Assigned task 1:
Rewrite the Annihilation film review from "Photo courtesy of" up to and including "wants to be.", putting "parable" in place of "allegory".
Assigned task 2:
Carry on writing the Annihilation film review, starting right after its last sentence.

*** Passage provided ***

Ambitious ‘Annihilation’ almost awes audiences

Photo courtesy of Paramount Picture

Good science fiction can take many forms, but these different forms can often seem at odds with one another. For some, science fiction is meant to be cerebral, conjuring a cryptic, fantastical allegory for modern society. For others, science fiction’s appeal comes from the spectacle of unfathomable worlds and lightshow special effects.

What can easily fall through the cracks is strong character development and emotional engagement of the audience. Characters can easily be flattened into vehicles for the plot or figurative everymen to be twisted by the film’s central allegory. In this respect, “Annihilation,” the newest film by Alex Garland (“Ex Machina”), has a little bit of trouble deciding what it wants to be.

In the near future, an asteroid containing an alien presence crashes into a lighthouse in Florida and from the crash site buds an ever-expanding realm known as “The Shimmer.” The government continually sends soldiers into the mysterious region, but none
ever return.

Three years later, one of the soldiers, Kane (Oscar Isaac, “Inside Llewyn Davis”), inexplicably reappears in an amnesiac state. He returns to the home of his wife, Lena (Natalie Portman, “Black Swan”), a biology professor at Johns Hopkins, before collapsing and being hospitalized by government forces. Bent on discovering what is afflicting her husband, Lena volunteers to join the first dedicated team of scientists entering the Shimmer.

Four other female scientists join her. Each harbors self-destructive tendencies that predispose her to volunteer for the position. As they venture into the Shimmer, they find a beautiful, horrifying perversion of reality. Captured in vibrant, vivid hues, the Shimmer, which outwardly appears to be composed of a rainbow film containing its world, is a stunning yet unnerving reimagining of nature.

*** Records shown ***

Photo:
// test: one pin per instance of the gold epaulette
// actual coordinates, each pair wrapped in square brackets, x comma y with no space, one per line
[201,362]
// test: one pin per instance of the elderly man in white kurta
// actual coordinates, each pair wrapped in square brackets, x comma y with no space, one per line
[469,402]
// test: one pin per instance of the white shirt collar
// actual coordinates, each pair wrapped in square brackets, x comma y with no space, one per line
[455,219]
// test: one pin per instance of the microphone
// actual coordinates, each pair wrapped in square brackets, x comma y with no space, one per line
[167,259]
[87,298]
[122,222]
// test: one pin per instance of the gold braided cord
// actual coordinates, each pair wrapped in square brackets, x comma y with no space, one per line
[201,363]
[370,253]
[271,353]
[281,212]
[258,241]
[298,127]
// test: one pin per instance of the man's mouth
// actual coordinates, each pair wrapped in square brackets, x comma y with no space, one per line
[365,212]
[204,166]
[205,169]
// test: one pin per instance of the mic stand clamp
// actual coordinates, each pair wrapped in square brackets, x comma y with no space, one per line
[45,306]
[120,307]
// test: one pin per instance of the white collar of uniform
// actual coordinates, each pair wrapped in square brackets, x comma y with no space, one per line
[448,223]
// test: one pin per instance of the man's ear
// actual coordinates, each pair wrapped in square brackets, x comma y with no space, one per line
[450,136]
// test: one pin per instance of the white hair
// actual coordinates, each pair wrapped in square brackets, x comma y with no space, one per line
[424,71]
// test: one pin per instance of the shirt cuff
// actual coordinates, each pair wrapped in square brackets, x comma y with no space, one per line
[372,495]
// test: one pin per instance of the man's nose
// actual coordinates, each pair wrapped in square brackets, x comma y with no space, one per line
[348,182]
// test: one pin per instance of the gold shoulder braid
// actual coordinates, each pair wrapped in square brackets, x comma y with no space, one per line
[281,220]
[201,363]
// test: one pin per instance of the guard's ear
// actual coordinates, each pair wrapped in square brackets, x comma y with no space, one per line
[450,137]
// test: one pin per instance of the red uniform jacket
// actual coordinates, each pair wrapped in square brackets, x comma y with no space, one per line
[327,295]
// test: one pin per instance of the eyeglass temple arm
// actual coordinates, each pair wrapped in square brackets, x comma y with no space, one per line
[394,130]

***

Written answer 1:
Photo courtesy of Paramount Picture

Good science fiction can take many forms, but these different forms can often seem at odds with one another. For some, science fiction is meant to be cerebral, conjuring a cryptic, fantastical parable for modern society. For others, science fiction’s appeal comes from the spectacle of unfathomable worlds and lightshow special effects.

What can easily fall through the cracks is strong character development and emotional engagement of the audience. Characters can easily be flattened into vehicles for the plot or figurative everymen to be twisted by the film’s central parable. In this respect, “Annihilation,” the newest film by Alex Garland (“Ex Machina”), has a little bit of trouble deciding what it wants to be.

Written answer 2:
As the envoy learns, the Shimmer twists, refracts, melds and splices together whatever is within it borders, from light and radio waves to the very minds of the scientists. They face fantastical amalgams of life on Earth, from gargantuan crocodiles with shark teeth to plants that grow woven in the image of people.

Yet, this is still a hostile world. The film follows these explorers, seeking to find the source of the Shimmer, as they face the realm’s terrors and their own mounting paranoia at the prospect of becoming one of the Shimmer’s mutations.

With the exception of a couple CGI hiccups here and there, Garland’s visuals do a remarkable job capturing the fragile balance between majesty and disquietude within the Shimmer. Likewise, outside the Shimmer, Garland’s claustrophobic framing captures a similar balance in flashbacks to Lena’s home life with Kane.

At least, in the beginning of the movie, when the audience sees Lena, aggrieved after her husband’s disappearance, Garland offers a delicate depth to enrich Lena’s character. Viewers see Kane and Lena’s unmistakable chemistry during their playful pillow talk and feel the equally evident tension when Kane returns to the restrictive hallways of their home one year later, an obviously changed man.

Over time, however, the film pivots a couple times. As soon as Lena and her companions enter the Shimmer, much of the film’s most human elements are lost, relegated to the occasional flashback. Instead, Garland presents a sci-fi action horror punctuated by some truly thrilling and terrifying sequences that leverage the Shimmer’s world to agitate the most stolid of those watching. As effective as these sequences are, much of the second act feels like a reimagining of other sci-fi horrors in films like “Alien” and “Predator.”

Still, Garland makes it clear that the perilous journey will amount to something more. For every monster they encounter, the scientists also come across unfathomable floral arrangements as well as bodies decaying into breathtaking murals of overgrowth.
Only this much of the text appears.